Records from a data collection:
★ ★ ★ ★ ★

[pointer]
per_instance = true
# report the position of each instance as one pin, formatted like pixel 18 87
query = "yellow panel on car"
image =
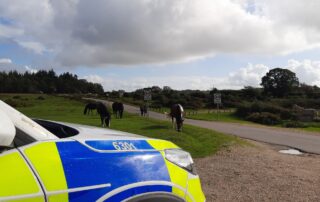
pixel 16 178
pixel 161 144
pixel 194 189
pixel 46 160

★ ★ ★ ★ ★

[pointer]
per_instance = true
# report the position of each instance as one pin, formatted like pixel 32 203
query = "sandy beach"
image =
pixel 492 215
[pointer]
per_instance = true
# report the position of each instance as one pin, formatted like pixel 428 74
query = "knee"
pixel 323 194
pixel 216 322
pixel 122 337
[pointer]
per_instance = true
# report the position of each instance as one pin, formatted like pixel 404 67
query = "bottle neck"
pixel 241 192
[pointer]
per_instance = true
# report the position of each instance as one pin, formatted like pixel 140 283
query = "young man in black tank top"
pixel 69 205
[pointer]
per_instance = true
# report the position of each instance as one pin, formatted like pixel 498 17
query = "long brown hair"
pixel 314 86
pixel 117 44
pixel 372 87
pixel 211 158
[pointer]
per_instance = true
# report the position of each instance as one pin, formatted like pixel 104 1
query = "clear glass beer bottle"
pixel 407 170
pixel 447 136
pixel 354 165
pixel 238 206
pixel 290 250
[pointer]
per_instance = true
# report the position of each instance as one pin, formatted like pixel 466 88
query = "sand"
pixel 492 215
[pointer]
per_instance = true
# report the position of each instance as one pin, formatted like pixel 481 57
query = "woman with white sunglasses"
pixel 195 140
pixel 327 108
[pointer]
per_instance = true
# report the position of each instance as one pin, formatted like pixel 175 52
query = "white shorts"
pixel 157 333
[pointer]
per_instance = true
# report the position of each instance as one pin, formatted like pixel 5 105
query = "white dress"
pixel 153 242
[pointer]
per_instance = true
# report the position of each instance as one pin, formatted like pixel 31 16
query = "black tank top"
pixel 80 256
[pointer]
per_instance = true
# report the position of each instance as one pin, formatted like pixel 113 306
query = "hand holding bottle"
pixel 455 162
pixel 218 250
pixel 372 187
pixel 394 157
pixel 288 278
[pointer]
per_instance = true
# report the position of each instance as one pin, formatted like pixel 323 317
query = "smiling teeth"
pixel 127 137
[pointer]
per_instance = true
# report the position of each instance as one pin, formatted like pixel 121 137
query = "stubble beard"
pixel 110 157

★ ★ ★ ★ ★

● **PROBLEM DESCRIPTION**
Beginning with the line that has "pixel 104 1" and ending with the line that has "pixel 113 306", set down the lines above exactly and include no others.

● **TASK ANSWER**
# report the position of each instance as one pin, formatted like pixel 104 1
query = "clear glass beer bottle"
pixel 407 170
pixel 447 136
pixel 354 165
pixel 238 206
pixel 290 250
[pointer]
per_instance = true
# report the position of each instance as one pin, formatted like pixel 466 88
query = "sand"
pixel 492 215
[pointer]
per_instance = true
# report the position of each instance as one pin, formatted like pixel 481 57
query = "woman with white sunglasses"
pixel 195 140
pixel 327 108
[pointer]
per_instance = true
# report the position of each instance as one pin, formatted like pixel 175 52
query = "white shorts"
pixel 157 333
[pointer]
per_instance = true
# report the position of each instance as one pin, formatted like pixel 5 105
query = "white dress"
pixel 153 242
[pointer]
per_instance = true
# report the position of each instance as one pin, formatted like pixel 31 16
query = "black tank top"
pixel 80 256
[pointer]
per_instance = true
# report the position of each instance as one pin, formatted like pixel 113 306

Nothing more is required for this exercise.